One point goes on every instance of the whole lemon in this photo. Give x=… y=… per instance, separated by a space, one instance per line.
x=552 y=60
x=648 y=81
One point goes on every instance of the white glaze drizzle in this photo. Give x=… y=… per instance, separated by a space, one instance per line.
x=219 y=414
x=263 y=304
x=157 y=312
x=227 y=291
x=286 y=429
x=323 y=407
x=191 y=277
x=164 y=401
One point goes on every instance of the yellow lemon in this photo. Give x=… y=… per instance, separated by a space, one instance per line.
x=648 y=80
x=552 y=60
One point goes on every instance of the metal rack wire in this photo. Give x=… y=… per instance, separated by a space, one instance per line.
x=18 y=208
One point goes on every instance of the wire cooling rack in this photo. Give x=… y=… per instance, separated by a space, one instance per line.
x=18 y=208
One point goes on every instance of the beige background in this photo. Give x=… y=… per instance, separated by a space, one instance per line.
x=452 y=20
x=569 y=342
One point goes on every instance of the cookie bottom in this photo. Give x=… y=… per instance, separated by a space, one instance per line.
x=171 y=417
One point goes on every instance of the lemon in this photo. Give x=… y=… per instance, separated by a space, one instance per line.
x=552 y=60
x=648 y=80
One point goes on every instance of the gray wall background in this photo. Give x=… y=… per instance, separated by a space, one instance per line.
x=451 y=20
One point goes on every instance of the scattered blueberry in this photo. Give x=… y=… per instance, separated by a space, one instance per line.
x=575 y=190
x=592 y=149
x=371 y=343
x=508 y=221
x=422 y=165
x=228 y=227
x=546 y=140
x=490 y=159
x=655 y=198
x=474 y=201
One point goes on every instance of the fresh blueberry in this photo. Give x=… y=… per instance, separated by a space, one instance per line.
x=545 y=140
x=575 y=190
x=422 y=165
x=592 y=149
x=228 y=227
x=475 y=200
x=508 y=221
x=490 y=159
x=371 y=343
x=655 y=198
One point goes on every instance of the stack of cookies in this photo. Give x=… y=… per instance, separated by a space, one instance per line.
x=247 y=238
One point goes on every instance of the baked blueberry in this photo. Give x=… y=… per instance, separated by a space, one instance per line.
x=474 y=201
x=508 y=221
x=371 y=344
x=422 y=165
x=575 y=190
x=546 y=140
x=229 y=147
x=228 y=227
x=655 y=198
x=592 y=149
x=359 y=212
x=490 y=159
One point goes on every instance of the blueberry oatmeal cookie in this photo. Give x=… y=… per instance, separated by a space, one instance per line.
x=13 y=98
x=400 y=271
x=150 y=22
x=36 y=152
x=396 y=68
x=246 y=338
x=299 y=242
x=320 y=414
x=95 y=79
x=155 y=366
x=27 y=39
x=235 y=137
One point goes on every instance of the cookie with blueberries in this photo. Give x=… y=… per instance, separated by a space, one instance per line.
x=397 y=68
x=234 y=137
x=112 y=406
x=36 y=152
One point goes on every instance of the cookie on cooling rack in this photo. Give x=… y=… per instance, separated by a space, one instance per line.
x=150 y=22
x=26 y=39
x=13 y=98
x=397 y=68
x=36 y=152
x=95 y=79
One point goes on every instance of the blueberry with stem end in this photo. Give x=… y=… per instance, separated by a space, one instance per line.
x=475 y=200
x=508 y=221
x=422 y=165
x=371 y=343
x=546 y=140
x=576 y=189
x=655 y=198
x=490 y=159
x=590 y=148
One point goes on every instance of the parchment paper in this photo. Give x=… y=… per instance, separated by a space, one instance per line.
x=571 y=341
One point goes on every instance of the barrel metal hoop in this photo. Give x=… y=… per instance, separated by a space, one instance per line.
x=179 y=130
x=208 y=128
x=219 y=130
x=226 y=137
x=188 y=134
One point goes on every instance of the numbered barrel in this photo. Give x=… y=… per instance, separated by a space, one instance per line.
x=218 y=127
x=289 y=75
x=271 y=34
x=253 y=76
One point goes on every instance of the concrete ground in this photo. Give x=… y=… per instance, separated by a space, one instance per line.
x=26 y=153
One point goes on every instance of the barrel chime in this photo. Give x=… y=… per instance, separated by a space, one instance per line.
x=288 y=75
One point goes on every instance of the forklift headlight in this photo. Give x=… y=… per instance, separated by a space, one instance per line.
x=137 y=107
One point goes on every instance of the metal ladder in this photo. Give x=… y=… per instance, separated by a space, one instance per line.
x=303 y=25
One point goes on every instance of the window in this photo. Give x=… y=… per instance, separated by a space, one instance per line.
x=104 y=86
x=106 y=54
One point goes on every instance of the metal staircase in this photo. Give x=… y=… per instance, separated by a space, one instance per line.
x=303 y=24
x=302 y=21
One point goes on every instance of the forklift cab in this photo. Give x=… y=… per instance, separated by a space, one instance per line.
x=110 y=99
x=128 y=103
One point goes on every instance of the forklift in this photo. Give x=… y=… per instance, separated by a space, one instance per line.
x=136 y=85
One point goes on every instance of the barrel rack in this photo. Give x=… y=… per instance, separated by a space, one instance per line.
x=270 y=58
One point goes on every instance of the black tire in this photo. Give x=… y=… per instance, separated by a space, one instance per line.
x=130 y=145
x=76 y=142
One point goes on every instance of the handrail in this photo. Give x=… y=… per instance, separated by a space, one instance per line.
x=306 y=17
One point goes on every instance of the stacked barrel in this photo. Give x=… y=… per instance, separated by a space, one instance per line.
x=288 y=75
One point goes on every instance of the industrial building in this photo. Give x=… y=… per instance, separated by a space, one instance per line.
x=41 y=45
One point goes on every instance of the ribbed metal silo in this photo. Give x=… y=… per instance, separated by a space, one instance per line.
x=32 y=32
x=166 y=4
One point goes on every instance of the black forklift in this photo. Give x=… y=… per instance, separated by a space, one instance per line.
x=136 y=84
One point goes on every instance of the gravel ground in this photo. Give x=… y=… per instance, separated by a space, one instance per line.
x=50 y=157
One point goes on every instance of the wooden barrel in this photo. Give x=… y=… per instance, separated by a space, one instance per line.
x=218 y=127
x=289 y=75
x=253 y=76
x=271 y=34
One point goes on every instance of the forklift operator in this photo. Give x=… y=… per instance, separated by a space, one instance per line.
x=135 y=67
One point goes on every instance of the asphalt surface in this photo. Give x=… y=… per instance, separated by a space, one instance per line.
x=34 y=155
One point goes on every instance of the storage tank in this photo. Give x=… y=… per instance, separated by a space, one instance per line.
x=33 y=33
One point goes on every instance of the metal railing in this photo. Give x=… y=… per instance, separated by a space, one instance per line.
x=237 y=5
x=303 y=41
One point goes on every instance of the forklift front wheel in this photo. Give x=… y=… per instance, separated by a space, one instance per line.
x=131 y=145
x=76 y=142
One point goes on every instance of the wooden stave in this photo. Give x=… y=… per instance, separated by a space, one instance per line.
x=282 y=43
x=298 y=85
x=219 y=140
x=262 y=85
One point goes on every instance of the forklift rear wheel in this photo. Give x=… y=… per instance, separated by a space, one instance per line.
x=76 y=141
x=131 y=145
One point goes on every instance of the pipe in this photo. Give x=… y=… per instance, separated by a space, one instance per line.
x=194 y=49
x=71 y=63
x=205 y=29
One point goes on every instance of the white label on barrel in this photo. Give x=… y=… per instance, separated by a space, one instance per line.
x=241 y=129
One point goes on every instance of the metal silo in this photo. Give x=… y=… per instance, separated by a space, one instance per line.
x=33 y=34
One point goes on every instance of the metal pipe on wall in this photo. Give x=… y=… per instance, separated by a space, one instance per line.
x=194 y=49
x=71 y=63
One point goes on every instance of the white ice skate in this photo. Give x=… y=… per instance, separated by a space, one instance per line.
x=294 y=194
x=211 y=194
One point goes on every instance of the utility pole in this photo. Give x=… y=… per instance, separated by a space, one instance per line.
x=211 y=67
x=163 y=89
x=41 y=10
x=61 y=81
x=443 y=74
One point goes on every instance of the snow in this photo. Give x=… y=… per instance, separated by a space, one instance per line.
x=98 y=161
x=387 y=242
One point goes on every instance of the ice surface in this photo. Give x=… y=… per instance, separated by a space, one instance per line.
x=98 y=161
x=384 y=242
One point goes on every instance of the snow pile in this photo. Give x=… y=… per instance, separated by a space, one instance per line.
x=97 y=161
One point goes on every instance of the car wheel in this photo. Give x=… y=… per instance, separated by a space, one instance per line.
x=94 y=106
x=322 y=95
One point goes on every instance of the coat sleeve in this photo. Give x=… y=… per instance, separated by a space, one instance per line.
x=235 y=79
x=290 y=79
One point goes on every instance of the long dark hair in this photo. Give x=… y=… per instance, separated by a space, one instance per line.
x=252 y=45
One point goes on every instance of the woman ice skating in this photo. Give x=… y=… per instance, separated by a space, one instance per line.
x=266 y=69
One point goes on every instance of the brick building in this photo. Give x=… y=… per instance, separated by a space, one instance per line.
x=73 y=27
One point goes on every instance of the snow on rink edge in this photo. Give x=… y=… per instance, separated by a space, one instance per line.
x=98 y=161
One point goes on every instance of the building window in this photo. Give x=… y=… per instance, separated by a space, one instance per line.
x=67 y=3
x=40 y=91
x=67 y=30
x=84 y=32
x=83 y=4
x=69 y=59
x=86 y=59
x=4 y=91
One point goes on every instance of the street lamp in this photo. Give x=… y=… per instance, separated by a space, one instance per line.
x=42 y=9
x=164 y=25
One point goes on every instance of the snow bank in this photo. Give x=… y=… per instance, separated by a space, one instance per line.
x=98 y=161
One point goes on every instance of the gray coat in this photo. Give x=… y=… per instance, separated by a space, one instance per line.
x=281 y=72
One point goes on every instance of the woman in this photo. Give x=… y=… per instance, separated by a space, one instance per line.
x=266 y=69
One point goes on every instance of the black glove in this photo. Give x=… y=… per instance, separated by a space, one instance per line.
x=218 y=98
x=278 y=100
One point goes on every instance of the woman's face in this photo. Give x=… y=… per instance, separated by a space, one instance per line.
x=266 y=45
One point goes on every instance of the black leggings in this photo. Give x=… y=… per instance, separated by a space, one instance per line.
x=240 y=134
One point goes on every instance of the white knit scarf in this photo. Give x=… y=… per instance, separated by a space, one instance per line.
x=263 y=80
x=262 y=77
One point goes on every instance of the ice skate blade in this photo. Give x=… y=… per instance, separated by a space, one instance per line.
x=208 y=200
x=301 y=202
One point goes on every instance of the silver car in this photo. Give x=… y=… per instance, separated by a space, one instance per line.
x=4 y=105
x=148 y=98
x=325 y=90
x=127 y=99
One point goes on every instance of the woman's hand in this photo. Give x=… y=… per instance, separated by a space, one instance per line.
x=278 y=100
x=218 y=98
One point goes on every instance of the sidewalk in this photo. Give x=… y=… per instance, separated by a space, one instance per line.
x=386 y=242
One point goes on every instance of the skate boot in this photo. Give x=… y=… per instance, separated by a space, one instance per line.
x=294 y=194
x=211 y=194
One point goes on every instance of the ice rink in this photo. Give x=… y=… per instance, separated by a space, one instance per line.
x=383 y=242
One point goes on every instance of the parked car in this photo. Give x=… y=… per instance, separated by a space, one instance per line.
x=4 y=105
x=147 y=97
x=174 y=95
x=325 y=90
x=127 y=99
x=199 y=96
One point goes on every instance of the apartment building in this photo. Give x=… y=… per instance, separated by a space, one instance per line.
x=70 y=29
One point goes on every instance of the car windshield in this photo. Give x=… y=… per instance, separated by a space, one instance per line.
--
■ **To do**:
The expected output is the run of lines from the one that includes "One point goes on every instance of the apartment" through the end of the listing above, exactly as they stand.

■ **Final answer**:
One point goes on every instance of the apartment building in this photo. Give x=… y=… per instance, separated by a space, one instance per line.
x=70 y=29
One point goes on every instance of the car windshield in this photo. Give x=… y=… per instance, separated by a space, one instance per line.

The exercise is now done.